### PROBLEM TO WORK ON
Can you arrange the lines from the one containing "written like (565,481)." through the last line of the records as a Markdown table with the columns Row and Line, giving each row a number and leaving out blank lines? Include only those lines.

### RECORDS FOR THE EXERCISE
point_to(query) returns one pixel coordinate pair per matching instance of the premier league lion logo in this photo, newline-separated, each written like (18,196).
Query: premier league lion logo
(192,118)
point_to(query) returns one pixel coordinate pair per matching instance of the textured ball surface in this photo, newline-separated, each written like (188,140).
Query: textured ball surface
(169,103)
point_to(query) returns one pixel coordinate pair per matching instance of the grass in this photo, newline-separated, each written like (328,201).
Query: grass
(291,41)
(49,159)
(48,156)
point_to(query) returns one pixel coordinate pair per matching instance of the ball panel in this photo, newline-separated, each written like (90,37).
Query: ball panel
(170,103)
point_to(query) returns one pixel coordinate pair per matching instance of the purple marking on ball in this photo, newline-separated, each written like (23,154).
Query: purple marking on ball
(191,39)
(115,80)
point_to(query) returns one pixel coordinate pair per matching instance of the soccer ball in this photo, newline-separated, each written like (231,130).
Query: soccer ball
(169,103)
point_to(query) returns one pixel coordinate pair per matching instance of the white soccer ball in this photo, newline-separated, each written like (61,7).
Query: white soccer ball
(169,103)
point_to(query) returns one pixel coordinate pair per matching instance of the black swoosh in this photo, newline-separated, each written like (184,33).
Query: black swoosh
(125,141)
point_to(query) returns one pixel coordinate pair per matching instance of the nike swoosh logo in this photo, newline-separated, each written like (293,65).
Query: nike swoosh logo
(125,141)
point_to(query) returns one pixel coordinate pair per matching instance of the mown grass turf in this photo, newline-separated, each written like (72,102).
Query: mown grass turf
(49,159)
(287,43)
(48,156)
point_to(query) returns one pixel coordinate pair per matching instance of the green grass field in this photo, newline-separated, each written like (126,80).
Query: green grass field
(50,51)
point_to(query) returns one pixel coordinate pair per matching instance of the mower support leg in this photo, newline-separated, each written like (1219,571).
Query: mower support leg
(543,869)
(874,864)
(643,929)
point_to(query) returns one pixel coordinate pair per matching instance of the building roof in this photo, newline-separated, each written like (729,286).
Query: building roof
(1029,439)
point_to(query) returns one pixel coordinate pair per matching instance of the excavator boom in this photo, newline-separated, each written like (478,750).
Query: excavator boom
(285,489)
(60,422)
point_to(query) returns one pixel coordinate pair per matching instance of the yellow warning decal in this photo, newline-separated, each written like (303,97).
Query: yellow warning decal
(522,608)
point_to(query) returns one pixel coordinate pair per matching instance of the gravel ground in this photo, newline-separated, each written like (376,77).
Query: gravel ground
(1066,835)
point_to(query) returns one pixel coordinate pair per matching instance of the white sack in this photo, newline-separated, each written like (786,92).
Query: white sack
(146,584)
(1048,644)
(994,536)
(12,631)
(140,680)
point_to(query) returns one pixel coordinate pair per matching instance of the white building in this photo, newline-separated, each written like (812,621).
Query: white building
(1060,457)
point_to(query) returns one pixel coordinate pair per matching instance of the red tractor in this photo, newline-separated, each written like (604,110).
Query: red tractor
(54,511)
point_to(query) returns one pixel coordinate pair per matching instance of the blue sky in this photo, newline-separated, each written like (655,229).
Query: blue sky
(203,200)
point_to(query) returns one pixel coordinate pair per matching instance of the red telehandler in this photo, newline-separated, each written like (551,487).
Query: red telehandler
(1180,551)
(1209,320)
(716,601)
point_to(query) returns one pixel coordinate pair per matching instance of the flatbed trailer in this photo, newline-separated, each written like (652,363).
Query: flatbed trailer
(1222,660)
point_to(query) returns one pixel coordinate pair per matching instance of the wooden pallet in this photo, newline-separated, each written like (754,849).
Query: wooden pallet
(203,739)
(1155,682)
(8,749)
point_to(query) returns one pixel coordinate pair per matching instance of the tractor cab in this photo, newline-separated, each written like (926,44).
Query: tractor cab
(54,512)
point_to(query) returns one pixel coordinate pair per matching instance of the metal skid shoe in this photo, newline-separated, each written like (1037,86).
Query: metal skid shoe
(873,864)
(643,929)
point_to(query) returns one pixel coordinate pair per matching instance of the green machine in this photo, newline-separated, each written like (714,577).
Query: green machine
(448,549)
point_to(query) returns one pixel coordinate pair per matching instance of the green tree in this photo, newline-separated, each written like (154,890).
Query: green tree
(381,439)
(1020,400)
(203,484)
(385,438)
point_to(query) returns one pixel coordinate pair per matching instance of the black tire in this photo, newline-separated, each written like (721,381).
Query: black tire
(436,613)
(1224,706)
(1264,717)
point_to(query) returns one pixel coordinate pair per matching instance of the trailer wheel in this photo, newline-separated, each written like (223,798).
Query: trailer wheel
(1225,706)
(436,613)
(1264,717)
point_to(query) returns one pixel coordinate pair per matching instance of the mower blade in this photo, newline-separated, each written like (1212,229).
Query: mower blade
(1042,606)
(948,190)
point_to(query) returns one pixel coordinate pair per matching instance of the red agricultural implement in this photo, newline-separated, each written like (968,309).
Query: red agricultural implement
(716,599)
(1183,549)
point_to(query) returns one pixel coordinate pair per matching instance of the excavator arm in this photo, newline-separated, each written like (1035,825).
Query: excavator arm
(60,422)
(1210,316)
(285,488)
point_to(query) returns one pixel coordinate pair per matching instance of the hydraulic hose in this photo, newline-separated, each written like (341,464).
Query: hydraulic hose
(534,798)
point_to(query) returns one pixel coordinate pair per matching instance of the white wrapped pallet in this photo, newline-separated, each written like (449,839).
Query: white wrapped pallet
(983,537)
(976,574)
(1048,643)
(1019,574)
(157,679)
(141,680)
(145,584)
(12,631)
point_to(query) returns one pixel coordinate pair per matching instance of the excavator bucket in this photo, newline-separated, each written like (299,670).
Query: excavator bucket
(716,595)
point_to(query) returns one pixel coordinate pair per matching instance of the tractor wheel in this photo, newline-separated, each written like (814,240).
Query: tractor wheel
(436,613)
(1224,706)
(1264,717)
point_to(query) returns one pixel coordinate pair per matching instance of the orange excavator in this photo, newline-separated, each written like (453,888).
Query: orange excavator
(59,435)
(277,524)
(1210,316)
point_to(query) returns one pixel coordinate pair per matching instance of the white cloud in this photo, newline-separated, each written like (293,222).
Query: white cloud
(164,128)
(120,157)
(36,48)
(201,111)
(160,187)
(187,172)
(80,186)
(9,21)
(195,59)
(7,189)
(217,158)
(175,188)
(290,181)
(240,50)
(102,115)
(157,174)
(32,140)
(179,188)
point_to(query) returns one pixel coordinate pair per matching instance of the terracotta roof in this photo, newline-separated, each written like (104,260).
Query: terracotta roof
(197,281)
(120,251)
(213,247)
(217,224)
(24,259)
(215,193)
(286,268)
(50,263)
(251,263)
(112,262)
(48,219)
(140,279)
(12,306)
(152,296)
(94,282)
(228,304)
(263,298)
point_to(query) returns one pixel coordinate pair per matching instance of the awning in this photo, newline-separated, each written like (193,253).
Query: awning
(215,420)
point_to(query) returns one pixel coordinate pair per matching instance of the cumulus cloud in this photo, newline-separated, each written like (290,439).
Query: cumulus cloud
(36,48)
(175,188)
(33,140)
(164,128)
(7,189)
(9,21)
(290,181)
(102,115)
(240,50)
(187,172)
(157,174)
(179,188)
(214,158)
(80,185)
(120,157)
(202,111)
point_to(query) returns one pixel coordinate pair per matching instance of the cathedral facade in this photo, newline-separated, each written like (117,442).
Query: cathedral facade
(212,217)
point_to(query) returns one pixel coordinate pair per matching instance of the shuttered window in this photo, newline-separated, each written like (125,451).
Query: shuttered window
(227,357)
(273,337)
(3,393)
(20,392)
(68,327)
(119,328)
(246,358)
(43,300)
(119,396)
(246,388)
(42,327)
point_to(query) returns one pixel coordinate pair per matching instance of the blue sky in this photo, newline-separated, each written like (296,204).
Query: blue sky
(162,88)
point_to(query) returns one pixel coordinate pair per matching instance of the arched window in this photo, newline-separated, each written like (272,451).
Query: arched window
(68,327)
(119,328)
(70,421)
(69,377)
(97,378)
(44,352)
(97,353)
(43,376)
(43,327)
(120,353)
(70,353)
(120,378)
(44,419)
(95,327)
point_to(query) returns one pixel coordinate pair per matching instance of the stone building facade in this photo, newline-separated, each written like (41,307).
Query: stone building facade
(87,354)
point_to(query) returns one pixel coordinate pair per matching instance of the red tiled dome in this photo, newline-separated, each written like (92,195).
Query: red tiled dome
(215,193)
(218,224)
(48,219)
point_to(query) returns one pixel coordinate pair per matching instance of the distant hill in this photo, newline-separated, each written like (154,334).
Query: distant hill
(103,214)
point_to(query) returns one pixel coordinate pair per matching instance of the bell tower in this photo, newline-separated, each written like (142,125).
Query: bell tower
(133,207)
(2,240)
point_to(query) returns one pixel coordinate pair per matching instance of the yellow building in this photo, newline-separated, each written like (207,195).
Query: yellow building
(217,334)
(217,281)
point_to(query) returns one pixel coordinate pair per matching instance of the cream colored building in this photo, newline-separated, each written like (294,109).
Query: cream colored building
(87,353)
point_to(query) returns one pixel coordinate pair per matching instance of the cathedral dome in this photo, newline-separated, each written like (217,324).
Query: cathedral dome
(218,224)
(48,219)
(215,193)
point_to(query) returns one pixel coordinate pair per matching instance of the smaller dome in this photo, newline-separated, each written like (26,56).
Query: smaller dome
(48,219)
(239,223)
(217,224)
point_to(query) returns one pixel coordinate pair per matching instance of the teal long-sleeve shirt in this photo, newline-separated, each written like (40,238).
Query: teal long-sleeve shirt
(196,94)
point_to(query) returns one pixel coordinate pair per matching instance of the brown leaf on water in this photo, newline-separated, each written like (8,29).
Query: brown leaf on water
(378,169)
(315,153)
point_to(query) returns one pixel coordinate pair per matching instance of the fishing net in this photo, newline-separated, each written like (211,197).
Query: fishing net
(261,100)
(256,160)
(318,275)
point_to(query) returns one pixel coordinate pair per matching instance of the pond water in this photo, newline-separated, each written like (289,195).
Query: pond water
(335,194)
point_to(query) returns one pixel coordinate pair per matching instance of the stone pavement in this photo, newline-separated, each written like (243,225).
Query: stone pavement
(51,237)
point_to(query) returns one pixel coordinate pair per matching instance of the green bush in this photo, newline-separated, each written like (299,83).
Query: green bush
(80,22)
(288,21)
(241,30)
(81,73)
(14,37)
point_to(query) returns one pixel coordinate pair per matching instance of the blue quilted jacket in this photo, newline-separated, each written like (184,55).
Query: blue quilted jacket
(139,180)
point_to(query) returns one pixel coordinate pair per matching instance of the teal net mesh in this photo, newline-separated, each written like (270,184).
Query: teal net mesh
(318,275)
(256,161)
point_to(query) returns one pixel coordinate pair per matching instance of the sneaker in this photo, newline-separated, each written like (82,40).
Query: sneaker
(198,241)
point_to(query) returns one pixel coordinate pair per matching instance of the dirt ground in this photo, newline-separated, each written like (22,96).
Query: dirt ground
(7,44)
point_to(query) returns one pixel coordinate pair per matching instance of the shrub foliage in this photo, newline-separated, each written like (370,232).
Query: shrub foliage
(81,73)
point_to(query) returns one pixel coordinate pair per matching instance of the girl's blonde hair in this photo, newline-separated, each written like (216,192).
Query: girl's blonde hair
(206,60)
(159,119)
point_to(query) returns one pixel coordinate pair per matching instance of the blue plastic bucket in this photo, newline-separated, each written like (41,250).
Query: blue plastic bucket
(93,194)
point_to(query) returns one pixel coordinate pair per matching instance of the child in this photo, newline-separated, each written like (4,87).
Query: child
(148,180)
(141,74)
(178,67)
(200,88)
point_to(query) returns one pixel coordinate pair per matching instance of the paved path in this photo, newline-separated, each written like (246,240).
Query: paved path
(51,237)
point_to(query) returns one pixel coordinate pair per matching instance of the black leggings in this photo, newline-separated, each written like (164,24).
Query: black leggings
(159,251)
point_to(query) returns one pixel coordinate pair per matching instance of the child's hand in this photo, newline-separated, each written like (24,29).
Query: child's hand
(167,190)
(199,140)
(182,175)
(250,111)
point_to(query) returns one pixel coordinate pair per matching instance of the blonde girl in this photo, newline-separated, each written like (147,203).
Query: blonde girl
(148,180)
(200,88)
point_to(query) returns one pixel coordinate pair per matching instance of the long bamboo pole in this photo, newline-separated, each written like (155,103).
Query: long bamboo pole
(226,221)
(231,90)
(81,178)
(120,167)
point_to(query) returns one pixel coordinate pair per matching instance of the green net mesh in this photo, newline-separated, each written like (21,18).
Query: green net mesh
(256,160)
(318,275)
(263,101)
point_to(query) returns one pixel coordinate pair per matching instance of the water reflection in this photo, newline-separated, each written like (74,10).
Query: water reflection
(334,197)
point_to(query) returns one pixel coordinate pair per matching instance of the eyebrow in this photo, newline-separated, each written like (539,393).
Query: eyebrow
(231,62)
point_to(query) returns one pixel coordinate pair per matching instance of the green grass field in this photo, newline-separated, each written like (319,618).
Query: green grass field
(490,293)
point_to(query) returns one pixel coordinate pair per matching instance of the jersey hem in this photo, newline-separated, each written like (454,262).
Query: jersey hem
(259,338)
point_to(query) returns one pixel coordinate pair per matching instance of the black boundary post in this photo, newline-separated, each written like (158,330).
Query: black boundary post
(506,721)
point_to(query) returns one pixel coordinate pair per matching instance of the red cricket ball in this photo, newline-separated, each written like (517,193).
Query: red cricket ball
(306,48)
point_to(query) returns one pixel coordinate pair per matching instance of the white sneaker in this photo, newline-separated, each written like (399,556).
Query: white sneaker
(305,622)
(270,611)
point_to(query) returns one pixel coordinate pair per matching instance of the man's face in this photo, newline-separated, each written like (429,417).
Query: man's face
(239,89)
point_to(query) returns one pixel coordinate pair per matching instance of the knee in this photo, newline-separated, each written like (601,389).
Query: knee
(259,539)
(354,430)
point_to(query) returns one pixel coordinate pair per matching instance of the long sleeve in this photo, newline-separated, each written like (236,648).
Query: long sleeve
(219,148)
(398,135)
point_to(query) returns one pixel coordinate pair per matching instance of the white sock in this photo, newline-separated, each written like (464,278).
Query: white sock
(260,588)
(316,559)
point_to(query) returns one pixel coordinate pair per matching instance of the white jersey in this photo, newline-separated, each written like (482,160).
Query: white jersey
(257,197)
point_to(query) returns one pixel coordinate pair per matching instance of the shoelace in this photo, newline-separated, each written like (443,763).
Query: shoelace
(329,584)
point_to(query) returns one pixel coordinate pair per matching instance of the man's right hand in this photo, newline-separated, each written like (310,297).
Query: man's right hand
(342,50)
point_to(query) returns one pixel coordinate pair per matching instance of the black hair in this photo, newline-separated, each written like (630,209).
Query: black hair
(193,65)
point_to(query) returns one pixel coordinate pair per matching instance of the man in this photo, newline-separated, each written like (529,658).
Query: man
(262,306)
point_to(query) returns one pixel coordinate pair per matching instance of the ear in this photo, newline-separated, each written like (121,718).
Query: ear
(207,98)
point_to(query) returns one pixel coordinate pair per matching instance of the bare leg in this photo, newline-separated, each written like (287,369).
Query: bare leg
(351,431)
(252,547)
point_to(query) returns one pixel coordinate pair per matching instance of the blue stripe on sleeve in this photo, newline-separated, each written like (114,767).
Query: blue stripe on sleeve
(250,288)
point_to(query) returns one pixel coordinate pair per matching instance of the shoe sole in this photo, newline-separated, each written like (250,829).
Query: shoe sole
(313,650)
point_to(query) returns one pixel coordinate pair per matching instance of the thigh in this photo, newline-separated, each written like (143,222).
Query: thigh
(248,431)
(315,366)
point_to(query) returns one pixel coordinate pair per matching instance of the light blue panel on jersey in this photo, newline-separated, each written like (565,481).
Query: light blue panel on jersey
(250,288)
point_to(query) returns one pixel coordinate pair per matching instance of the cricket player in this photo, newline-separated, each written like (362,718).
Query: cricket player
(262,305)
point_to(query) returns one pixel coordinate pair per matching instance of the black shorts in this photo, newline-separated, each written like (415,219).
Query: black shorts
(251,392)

### PROBLEM SOLUTION
| Row | Line |
|---|---|
| 1 | point_to(query) returns one pixel coordinate pair per matching instance of the light blue panel on jersey in this photo, newline-separated, each written like (565,481). |
| 2 | Query: light blue panel on jersey |
| 3 | (250,288) |
| 4 | point_to(query) returns one pixel coordinate pair per matching instance of the cricket player in this photo, newline-separated, each written like (362,718). |
| 5 | Query: cricket player |
| 6 | (262,305) |
| 7 | point_to(query) returns one pixel coordinate pair per matching instance of the black shorts in this photo, newline-separated, each written like (415,219). |
| 8 | Query: black shorts |
| 9 | (251,392) |